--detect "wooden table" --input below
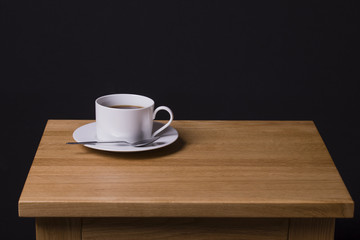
[19,120,354,240]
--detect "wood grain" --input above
[289,218,335,240]
[19,120,353,218]
[82,218,288,240]
[35,218,82,240]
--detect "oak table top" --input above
[19,120,354,218]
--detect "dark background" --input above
[0,0,360,239]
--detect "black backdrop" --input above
[0,0,360,239]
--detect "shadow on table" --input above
[84,137,186,160]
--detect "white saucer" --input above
[73,122,179,152]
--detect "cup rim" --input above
[95,93,155,111]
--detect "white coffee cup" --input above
[95,94,174,142]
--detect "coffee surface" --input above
[109,105,143,109]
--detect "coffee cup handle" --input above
[152,106,174,137]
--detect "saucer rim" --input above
[72,121,179,153]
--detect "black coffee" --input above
[109,105,142,109]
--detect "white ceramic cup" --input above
[95,94,174,142]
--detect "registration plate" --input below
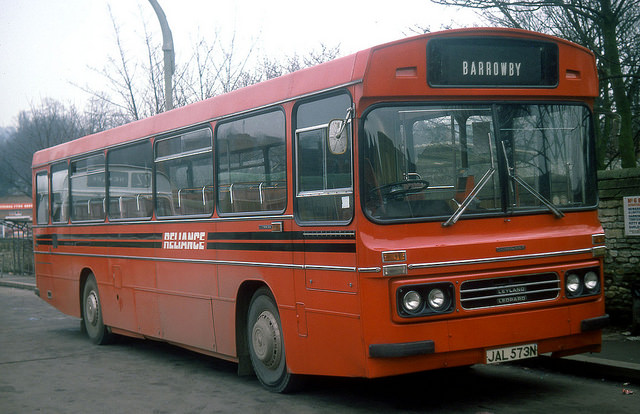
[487,344,538,364]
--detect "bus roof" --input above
[33,28,598,168]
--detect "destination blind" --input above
[427,37,558,88]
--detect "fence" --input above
[0,217,34,274]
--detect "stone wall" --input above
[598,168,640,326]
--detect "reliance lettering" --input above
[462,60,522,78]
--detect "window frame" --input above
[358,99,598,225]
[152,124,216,220]
[213,106,290,217]
[291,89,356,226]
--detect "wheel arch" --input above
[78,267,97,319]
[235,280,274,376]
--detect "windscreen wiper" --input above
[501,141,564,218]
[442,166,496,227]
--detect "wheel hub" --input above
[84,291,98,325]
[251,311,282,369]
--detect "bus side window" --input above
[216,110,287,214]
[294,94,353,224]
[36,171,49,224]
[71,153,106,221]
[51,161,69,223]
[155,128,213,217]
[107,140,153,220]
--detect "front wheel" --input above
[247,288,296,392]
[82,275,113,345]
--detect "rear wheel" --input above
[247,288,297,392]
[82,274,113,345]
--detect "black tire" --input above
[247,288,297,393]
[82,274,113,345]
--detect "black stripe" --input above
[207,242,356,253]
[36,231,356,253]
[57,240,162,249]
[207,231,356,240]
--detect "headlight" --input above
[584,271,600,292]
[566,273,581,296]
[427,288,447,312]
[564,267,600,299]
[396,282,456,318]
[402,290,422,313]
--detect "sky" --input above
[0,0,479,127]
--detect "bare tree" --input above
[0,99,87,195]
[432,0,640,168]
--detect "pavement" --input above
[0,274,640,392]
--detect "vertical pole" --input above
[149,0,175,111]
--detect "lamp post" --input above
[149,0,175,111]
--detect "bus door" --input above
[294,93,357,317]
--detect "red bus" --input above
[33,29,608,391]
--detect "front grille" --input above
[460,273,560,309]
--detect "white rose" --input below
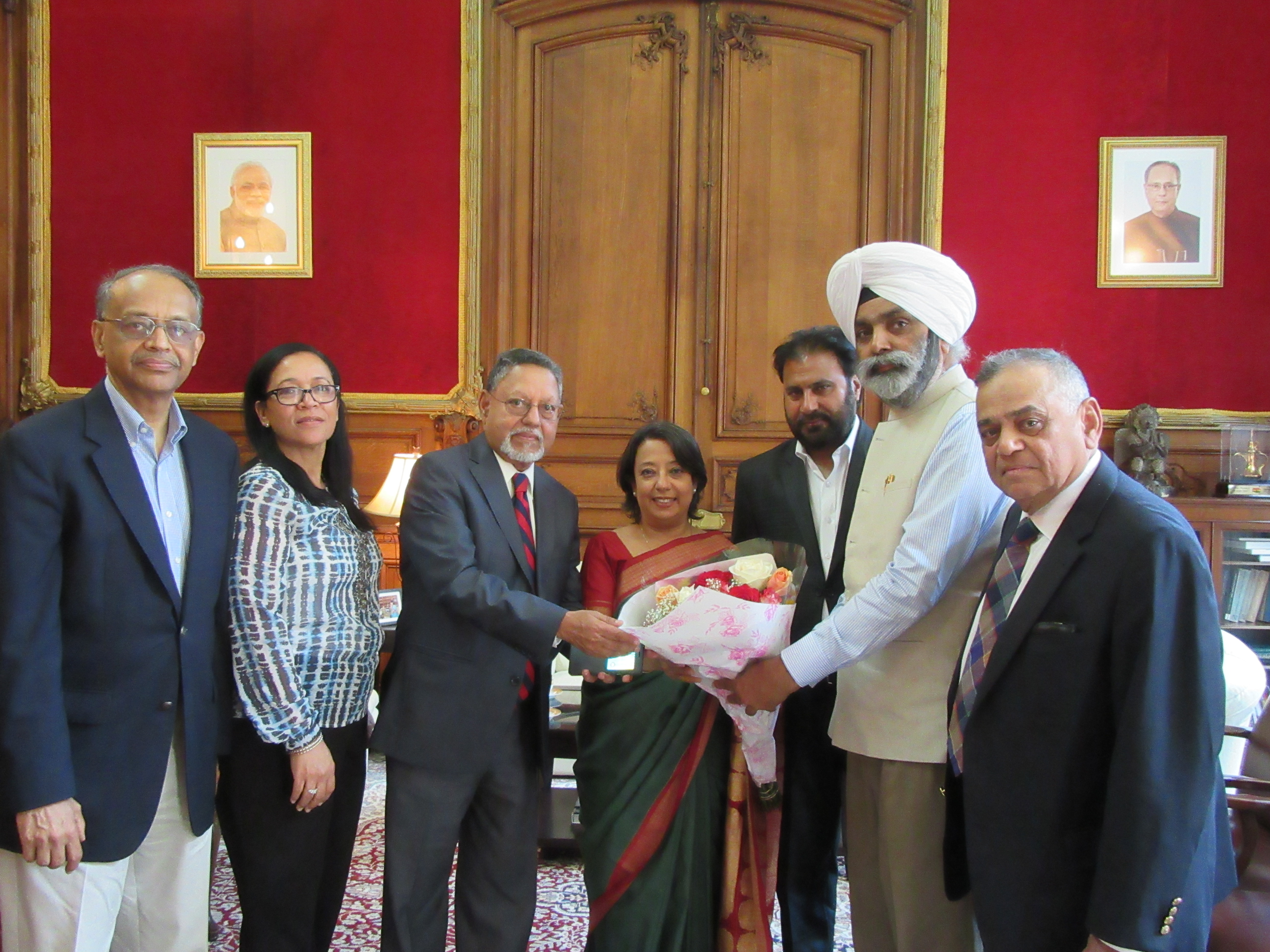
[730,552,776,589]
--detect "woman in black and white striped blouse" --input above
[217,344,381,952]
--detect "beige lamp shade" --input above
[362,453,423,519]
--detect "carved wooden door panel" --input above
[697,2,905,509]
[486,0,700,538]
[481,0,923,532]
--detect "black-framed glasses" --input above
[264,383,339,406]
[489,393,564,420]
[97,317,202,344]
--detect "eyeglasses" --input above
[489,393,564,421]
[264,383,339,406]
[97,317,202,344]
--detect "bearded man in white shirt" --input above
[724,241,1006,952]
[945,349,1234,952]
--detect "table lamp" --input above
[362,453,423,519]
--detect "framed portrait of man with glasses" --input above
[1099,136,1226,287]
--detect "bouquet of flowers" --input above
[620,539,806,800]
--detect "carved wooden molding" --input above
[630,390,657,423]
[707,4,771,74]
[635,13,688,76]
[432,414,481,449]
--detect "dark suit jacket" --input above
[0,383,239,862]
[945,457,1234,952]
[372,435,582,772]
[732,420,872,641]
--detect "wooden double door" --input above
[481,0,926,533]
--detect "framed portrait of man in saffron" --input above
[1099,136,1226,288]
[194,132,314,278]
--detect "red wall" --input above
[944,0,1270,410]
[49,0,460,393]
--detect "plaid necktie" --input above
[512,472,538,701]
[949,519,1040,777]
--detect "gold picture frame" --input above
[194,132,314,278]
[19,0,484,416]
[1099,136,1226,288]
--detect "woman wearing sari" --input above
[574,421,779,952]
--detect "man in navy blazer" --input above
[945,350,1234,952]
[0,265,237,952]
[371,349,636,952]
[732,324,872,952]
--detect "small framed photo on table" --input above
[194,132,314,278]
[380,589,401,625]
[1099,136,1226,288]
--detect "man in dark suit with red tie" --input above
[371,349,636,952]
[945,350,1234,952]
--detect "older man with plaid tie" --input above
[371,349,636,952]
[945,350,1234,952]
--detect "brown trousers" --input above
[846,751,975,952]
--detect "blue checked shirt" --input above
[105,376,189,592]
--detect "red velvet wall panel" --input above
[51,0,461,393]
[944,0,1270,410]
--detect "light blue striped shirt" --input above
[230,462,382,751]
[105,376,189,592]
[781,404,1010,685]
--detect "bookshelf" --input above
[1172,498,1270,669]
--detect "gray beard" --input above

### GIVEN TASK
Gather each line of the items above that contains the word "white", and copy every one of those lines in full.

### EXERCISE SOLUTION
--detect "white saucer" --input above
--detect "white coffee cup" --input above
--detect "white ceramic cup" --input above
--detect "white rose" --input below
--detect "woman in black and white striped blouse" --input above
--detect "bearded man in white shirt" --input above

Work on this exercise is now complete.